* MATERIAL TO PROCESS
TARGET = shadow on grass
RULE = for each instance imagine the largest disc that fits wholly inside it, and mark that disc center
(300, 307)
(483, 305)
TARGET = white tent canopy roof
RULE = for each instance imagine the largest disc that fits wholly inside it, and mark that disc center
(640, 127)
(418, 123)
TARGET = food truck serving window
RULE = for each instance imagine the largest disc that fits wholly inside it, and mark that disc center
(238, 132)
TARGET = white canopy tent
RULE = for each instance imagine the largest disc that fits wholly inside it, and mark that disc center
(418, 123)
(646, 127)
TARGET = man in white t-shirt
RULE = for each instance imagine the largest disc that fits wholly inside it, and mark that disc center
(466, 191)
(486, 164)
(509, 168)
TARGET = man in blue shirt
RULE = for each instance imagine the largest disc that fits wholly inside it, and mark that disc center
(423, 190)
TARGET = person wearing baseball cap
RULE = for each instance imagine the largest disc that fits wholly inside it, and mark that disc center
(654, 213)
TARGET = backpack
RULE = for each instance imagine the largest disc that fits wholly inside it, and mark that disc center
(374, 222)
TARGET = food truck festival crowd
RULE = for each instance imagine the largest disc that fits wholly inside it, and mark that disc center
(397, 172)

* WORK INSTRUCTIONS
Copy all lines of the material above where the string "food" occurs.

* YOUR SOLUTION
TARGET = food truck serving window
TARGET = food truck festival crowd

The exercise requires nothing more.